>> BEGIN MATERIAL PROVIDED

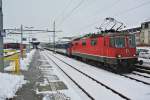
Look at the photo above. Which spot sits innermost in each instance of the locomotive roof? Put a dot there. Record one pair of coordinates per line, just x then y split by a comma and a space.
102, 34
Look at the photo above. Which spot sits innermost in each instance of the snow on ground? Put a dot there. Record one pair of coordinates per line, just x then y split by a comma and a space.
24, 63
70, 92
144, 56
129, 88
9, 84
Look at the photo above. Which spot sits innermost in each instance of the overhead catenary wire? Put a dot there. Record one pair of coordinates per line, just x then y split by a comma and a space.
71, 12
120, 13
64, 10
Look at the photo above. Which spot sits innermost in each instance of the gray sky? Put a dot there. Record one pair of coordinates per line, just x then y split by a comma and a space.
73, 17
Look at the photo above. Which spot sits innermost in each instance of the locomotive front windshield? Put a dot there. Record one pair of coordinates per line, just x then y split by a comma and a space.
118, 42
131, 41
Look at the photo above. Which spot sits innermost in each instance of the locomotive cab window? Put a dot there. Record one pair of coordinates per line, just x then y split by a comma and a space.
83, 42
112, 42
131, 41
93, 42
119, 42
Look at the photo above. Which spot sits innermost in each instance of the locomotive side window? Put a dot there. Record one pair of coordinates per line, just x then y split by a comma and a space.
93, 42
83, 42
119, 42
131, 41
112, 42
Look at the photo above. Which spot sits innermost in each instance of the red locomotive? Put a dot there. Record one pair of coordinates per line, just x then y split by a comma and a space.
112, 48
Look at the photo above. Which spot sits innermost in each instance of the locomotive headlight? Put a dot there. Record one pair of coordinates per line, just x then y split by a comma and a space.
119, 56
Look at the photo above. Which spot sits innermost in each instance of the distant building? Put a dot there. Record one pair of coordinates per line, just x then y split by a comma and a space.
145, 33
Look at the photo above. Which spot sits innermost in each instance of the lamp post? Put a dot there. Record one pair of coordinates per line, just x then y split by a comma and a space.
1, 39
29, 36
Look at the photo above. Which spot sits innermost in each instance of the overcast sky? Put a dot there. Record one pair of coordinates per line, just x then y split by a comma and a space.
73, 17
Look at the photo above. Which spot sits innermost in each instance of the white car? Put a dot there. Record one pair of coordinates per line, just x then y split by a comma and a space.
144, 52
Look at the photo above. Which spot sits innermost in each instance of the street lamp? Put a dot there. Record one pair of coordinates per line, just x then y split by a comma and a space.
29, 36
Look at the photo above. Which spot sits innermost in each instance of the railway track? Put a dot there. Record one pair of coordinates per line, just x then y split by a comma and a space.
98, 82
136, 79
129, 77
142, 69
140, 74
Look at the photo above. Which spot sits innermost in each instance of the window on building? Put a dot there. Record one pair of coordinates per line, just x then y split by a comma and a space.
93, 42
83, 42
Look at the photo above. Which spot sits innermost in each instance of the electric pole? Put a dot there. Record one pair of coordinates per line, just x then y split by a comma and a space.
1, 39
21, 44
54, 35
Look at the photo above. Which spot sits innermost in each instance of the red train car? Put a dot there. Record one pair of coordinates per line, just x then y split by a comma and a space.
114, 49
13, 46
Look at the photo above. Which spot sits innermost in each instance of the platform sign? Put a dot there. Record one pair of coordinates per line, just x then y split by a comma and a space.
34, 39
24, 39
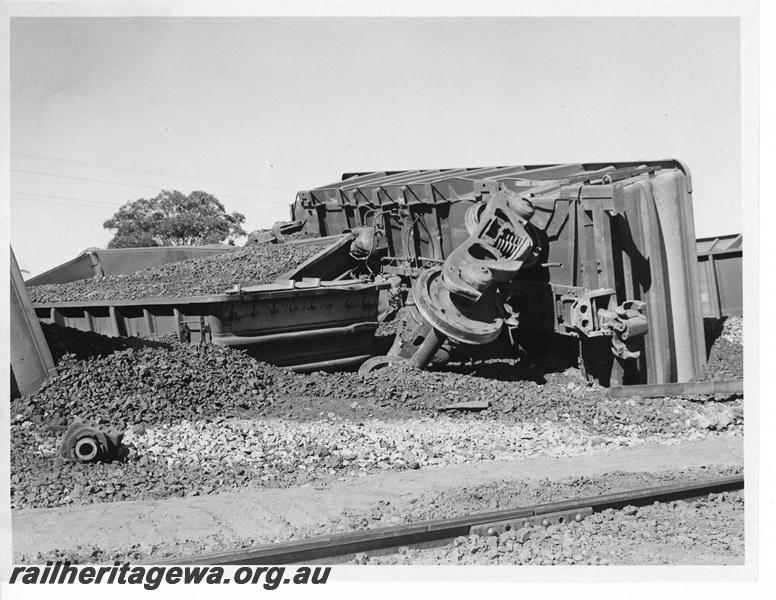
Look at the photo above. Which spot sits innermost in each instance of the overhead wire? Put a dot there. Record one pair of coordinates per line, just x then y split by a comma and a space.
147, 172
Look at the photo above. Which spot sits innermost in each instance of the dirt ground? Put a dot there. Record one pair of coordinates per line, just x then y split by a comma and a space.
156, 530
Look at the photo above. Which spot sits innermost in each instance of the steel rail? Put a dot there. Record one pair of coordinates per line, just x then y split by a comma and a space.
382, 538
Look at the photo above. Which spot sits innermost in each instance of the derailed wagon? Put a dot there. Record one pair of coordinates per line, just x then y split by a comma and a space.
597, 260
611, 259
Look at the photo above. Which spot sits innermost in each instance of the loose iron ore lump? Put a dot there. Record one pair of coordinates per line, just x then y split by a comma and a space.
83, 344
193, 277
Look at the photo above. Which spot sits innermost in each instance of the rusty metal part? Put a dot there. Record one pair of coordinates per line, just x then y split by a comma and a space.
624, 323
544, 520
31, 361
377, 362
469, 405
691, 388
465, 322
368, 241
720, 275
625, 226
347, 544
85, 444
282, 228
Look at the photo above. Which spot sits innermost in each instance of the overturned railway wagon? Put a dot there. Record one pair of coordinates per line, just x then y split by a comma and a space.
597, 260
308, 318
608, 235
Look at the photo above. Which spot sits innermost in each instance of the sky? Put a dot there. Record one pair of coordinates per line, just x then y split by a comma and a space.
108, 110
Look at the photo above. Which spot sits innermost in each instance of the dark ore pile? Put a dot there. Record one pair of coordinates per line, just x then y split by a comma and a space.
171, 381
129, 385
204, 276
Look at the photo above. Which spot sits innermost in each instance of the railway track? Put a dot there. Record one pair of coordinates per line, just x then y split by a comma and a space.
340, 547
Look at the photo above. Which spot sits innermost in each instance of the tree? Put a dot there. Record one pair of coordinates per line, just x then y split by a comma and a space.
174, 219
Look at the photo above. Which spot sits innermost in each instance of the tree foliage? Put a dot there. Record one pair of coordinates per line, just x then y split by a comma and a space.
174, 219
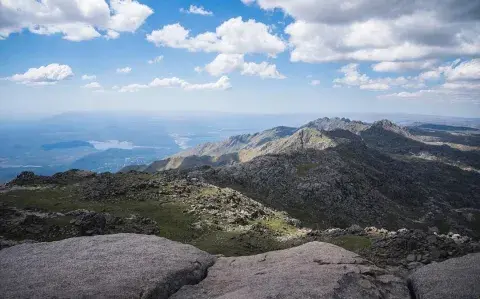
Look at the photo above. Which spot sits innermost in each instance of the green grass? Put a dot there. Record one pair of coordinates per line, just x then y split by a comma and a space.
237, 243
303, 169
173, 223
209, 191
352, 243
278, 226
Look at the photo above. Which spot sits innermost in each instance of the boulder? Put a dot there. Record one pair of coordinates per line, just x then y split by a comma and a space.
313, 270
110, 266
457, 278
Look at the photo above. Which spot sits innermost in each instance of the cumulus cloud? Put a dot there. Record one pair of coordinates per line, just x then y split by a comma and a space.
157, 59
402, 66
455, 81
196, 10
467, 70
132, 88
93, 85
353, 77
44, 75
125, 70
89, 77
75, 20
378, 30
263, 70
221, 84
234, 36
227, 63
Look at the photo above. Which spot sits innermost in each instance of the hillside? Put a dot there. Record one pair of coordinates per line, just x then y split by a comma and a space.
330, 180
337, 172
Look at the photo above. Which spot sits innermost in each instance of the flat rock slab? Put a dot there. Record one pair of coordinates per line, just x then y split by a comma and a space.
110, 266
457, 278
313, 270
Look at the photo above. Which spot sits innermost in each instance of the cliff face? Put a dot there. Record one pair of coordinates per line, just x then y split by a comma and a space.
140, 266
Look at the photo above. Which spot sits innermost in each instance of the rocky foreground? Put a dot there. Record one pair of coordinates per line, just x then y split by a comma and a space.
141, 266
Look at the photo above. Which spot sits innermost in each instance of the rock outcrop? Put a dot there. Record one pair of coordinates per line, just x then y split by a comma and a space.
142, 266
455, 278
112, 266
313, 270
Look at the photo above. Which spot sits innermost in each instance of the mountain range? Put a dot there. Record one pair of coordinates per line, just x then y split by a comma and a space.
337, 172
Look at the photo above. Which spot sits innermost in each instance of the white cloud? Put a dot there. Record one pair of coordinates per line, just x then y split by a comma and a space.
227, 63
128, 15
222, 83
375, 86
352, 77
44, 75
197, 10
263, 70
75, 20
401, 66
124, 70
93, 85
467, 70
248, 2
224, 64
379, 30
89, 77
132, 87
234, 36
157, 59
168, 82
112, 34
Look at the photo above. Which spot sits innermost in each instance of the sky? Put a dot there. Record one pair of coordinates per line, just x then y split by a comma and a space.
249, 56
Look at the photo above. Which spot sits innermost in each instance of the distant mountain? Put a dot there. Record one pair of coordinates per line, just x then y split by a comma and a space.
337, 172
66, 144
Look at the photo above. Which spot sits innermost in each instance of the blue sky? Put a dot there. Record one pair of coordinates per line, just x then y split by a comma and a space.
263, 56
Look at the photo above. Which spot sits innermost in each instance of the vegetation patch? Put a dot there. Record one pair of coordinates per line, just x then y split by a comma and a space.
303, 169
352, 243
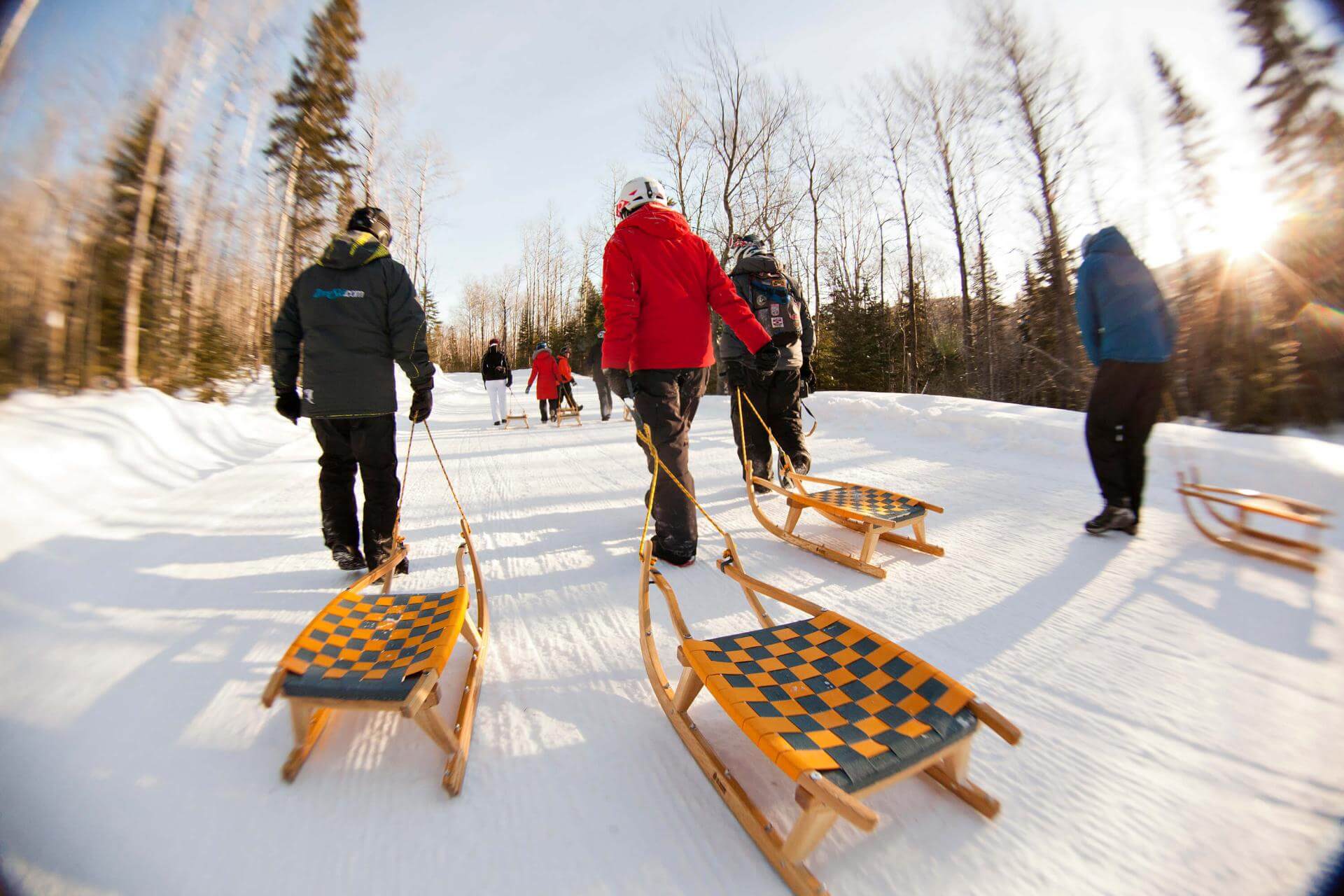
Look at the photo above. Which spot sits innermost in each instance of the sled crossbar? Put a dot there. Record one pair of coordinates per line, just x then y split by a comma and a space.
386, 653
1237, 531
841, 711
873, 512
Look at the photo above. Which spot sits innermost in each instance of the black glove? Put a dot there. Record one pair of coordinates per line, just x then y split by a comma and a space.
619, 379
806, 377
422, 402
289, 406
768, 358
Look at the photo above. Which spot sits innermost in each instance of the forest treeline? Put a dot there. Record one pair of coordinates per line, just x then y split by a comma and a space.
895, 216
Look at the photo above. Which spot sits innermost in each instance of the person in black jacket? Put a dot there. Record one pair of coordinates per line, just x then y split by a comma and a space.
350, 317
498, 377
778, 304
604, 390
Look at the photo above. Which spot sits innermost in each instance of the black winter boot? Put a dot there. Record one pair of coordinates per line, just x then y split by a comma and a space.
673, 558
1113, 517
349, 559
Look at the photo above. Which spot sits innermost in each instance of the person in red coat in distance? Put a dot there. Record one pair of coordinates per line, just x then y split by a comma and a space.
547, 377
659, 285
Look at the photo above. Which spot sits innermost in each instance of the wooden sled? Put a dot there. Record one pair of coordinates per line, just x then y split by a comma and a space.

>> END MATERIAL PROVIDED

▸ **PROMPT**
Print exactly the lines above, starting at the line that contains "person in black" and ending with the last line of the records, both included.

▸ **RESULT OF THIS TASK**
Look at the photo above. Which spot sits innermost in each instance of the person in black jacket? Put a dot there. Record one pair of coordinates per line, just x then y split by a comma and a space.
350, 317
498, 377
778, 304
604, 390
Look at the photo above. Which spot sits innermost in each instance of the black winter boot? Put a dot there. Record one pair of coordinates per line, just x then y split by a comma and a space.
673, 558
1113, 517
349, 559
Look at the photo above. Which spot sits innermost in each instance of the person in red coat in distance? Put a dot there. Record one pair of coordinates per line, just x then y split by a comma and a space.
547, 377
659, 285
Look at the photo above. Which spot sits innermost in each instance of the wooden sled? Put a dot there. Record one pair of coordinates per line, just x then y split by a comma and a space.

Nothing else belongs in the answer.